[Data entries]
========================================================================
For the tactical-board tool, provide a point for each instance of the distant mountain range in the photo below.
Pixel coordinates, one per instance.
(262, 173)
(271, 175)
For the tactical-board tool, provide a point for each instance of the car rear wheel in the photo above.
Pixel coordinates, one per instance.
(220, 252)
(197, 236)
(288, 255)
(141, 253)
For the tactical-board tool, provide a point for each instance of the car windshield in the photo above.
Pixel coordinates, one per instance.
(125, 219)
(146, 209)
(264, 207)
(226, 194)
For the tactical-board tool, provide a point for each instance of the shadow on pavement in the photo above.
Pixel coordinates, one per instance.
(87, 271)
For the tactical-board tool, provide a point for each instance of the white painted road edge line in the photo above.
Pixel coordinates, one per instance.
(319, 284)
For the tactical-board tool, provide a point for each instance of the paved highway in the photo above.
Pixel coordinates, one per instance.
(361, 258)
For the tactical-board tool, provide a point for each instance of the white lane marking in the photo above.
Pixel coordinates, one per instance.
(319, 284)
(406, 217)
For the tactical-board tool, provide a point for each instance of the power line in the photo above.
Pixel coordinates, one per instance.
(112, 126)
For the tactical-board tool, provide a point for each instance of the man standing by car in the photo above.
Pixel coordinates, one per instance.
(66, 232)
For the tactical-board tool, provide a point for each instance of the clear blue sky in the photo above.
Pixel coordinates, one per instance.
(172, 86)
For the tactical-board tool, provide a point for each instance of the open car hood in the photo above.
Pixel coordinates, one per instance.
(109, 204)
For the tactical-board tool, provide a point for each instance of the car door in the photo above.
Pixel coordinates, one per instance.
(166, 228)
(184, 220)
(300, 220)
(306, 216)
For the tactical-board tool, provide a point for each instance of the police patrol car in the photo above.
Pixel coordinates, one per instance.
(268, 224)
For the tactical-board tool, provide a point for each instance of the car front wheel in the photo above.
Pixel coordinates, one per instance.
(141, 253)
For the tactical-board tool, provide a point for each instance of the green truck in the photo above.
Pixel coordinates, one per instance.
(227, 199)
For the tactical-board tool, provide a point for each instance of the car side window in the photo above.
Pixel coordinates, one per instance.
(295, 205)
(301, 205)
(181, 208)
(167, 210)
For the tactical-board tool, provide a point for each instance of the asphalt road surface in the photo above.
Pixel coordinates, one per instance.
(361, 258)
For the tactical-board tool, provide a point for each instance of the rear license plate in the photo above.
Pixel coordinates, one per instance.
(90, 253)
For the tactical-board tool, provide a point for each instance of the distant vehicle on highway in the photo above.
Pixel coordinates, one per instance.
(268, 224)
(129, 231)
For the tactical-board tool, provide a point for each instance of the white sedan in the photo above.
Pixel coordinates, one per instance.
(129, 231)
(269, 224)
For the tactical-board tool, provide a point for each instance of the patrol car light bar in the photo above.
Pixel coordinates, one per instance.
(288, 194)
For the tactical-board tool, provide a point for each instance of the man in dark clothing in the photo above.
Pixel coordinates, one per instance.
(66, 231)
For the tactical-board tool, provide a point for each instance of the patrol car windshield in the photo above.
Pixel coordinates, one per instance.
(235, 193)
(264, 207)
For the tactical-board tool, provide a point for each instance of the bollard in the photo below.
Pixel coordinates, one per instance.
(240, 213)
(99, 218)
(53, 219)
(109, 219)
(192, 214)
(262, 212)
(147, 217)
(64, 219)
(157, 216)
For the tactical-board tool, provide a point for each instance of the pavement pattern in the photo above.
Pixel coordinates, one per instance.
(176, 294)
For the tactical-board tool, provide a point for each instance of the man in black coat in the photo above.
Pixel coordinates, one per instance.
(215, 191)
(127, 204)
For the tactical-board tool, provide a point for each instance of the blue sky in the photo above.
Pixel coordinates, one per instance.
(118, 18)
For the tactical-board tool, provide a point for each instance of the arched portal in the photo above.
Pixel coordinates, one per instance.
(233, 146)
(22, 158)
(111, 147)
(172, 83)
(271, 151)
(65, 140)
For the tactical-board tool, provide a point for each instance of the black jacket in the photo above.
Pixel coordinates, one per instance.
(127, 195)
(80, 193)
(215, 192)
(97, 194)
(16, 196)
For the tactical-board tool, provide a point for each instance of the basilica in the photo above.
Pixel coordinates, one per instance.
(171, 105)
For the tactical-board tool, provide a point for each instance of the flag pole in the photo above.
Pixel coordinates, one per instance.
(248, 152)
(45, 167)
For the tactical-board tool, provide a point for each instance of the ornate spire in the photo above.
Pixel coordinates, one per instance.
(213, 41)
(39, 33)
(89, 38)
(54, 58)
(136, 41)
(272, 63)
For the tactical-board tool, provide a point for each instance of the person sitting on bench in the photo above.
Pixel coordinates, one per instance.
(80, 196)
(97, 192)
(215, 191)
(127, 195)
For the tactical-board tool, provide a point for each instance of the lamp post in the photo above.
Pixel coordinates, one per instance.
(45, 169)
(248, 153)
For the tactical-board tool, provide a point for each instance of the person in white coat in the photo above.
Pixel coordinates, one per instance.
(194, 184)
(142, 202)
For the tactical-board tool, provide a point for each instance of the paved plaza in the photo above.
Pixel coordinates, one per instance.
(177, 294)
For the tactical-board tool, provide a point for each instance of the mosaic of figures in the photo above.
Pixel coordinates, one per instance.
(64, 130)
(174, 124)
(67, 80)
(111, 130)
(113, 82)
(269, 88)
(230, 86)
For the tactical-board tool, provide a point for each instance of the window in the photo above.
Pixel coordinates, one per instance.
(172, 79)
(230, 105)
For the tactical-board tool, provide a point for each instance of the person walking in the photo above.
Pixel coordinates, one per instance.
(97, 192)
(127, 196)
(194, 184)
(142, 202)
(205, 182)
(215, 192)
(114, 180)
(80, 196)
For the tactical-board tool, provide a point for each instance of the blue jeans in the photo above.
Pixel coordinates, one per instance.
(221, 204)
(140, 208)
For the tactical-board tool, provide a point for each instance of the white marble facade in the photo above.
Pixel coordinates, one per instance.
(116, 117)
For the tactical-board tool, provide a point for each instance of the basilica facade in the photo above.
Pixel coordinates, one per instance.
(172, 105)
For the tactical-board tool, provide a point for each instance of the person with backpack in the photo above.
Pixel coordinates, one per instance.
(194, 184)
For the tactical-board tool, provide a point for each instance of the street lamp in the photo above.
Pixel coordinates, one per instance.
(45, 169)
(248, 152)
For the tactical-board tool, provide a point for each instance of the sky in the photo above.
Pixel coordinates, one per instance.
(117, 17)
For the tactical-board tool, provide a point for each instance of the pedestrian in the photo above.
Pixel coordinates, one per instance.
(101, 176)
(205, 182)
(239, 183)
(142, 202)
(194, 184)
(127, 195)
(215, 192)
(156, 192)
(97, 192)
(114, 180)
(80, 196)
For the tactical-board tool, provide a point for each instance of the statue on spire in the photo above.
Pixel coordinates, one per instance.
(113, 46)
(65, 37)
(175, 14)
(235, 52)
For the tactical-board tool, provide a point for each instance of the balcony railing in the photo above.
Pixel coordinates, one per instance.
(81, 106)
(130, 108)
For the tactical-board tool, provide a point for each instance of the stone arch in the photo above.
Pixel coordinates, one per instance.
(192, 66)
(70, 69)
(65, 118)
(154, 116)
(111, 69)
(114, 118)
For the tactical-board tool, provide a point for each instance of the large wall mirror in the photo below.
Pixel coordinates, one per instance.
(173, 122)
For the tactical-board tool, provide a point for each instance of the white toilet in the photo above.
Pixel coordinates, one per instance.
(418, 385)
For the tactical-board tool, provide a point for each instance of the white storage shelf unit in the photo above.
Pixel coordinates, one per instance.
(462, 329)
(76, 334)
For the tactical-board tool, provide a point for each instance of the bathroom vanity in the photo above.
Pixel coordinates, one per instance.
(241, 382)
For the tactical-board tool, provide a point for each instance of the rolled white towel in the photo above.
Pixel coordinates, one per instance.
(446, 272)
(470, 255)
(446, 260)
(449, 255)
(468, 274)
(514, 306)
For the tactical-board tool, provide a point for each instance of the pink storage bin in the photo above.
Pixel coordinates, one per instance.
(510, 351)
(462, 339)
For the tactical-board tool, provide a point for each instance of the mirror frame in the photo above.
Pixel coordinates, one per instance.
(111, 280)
========================================================================
## WHAT TO WORK ON
Your task is to write out the lines from the one with "unit in the photo above." through the end of the records, exactly and with nothing added.

## FINISHED TASK
For the tactical-board tool, provide a point for each instance of the white storage shelf unit in the photo above.
Pixel coordinates, one per instance.
(462, 329)
(76, 334)
For the tactical-board tool, provide a point for each instance of the bathroom vanity in the photo above.
Pixel coordinates, one per instance.
(241, 382)
For the tactical-board tool, provide a point for each instance of the rolled white towel in the photo above.
Pixel coordinates, one per instance.
(446, 272)
(470, 255)
(446, 260)
(449, 255)
(468, 274)
(514, 306)
For the tactical-board tool, provide a point for each instance of the pink storage bin in the photo above.
Pixel coordinates, one per instance.
(510, 351)
(462, 339)
For the tactical-board tool, provide a point for each instance of the mirror frame in the photo above.
Pixel coordinates, one per instance.
(111, 280)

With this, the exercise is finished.